▶ [Geciteerde passage]:
◆ ◆ ◆ ◆

Gammacamera

Uit Wikipedia, de vrije encyclopedie
Twee gammacamera's in de e-cam Duet.

Een gammacamera is een detectieapparaat voor gammastralen waarbij ook de plaats, waar het gammafoton de detector raakt, wordt geregistreerd. Gammacamera's worden gebruikt in de nucleaire geneeskunde.

Werking[bewerken | brontekst bewerken]

Een gammacamera bestaat uit een groot plat scintillatie (natuurkunde)kristal van b.v. natriumjodide, dat zichtbaar licht-fotonen uitzendt wanneer het door een gammafoton wordt getroffen. Deze worden door PMT's (photo multiplier tubes) achter het kristal gedetecteerd en versterkt; uit de rangschikking van de waarnemende PMT's wordt de positie van het treffende gammafoton afgeleid.

Omdat gammastralen niet optisch kunnen worden afgebogen moet er een andere manier worden gebruikt om te zorgen dat alleen gammastralen, die het detectoroppervlak loodrecht treffen, worden gedetecteerd. Dit gebeurt door een collimator van lood, een fijnmazig rooster van loodfolie lijkend op een honingraat, bestaande uit rechte kanaaltjes omgeven door een dunne laag lood, dat voor het kristal is bevestigd.

Stralen die de collimator onder een schuine hoek treffen worden tegengehouden door het lood; stralen die onder een bijna loodrechte hoek treffen kunnen erdoorheen en worden gedetecteerd. Door de waargenomen events te plotten krijgt men een 2-dimensionale afbeelding van de voor de camera geplaatste bron.

◆ ◆ ◆ ◆

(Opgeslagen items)
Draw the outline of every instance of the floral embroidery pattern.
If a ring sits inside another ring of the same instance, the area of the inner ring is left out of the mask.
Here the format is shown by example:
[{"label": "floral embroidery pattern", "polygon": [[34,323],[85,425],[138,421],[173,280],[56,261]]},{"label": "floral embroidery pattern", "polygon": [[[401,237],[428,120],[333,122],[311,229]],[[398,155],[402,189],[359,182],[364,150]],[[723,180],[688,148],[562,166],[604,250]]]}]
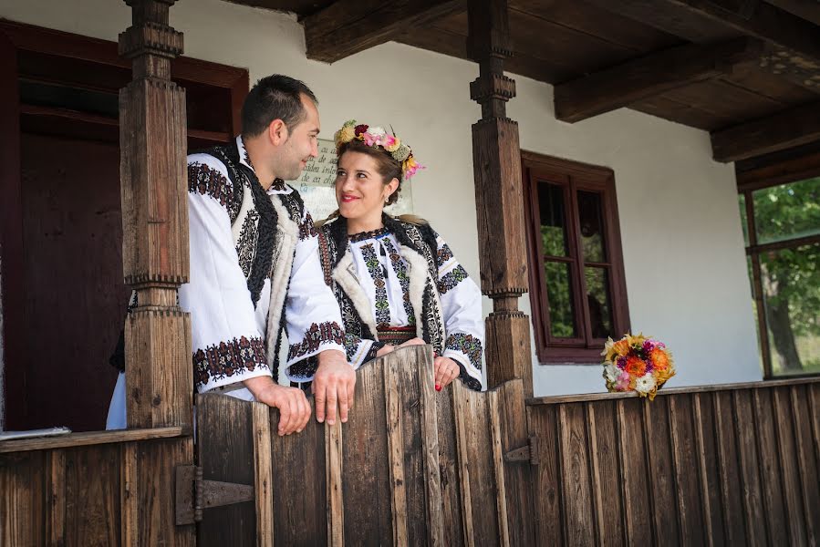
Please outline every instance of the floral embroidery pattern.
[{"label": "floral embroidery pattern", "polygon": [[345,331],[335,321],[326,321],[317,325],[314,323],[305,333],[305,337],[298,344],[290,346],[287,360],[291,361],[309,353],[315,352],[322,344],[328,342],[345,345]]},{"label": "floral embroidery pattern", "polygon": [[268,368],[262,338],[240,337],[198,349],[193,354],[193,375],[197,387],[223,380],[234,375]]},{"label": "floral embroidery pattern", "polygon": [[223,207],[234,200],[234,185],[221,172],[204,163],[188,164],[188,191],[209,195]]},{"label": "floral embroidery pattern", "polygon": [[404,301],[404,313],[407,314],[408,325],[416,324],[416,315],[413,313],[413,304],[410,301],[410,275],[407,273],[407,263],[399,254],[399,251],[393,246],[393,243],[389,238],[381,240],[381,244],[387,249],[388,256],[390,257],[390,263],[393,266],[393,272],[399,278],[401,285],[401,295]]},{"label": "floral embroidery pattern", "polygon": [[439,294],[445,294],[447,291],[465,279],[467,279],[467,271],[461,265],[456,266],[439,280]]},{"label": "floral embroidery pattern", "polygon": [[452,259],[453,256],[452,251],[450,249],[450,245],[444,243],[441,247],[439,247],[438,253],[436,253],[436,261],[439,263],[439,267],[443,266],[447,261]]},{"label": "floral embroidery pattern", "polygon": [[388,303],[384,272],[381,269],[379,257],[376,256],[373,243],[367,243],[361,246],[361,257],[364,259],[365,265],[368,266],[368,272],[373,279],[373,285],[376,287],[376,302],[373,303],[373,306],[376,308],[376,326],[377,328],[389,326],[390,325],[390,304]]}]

◆ ◆ ◆ ◆

▶ [Opdrachten]:
1. Waarom heeft een gammacamera volgens de tekst over de gammacamera een collimator van lood nodig? Antwoord in één tot drie zinnen.
2. Hoe luidt deze zin uit de tekst over de gammacamera in het Engels: "Door de waargenomen events te plotten krijgt men een 2-dimensionale afbeelding van de voor de camera geplaatste bron."?
3. Herhaal uit de tekst over de gammacamera letterlijk het gedeelte dat opent met de woorden die "Uit Wikipedia, de" bevatten en sluit met "de nucleaire geneeskunde.".
De lijst is afzonderlijk materiaal en staat los van de tekst over de gammacamera.

▶ [Antwoorden per onderdeel]:
1. Gammastralen kunnen niet optisch worden afgebogen, dus is een andere manier nodig om ervoor te zorgen dat alleen gammastralen die het detectoroppervlak loodrecht treffen worden gedetecteerd. De loden collimator houdt stralen die onder een schuine hoek invallen tegen en laat stralen die bijna loodrecht invallen door.

2. By plotting the observed events, one obtains a 2-dimensional image of the source placed in front of the camera.

3.
Uit Wikipedia, de vrije encyclopedie
Twee gammacamera's in de e-cam Duet.

Een gammacamera is een detectieapparaat voor gammastralen waarbij ook de plaats, waar het gammafoton de detector raakt, wordt geregistreerd. Gammacamera's worden gebruikt in de nucleaire geneeskunde.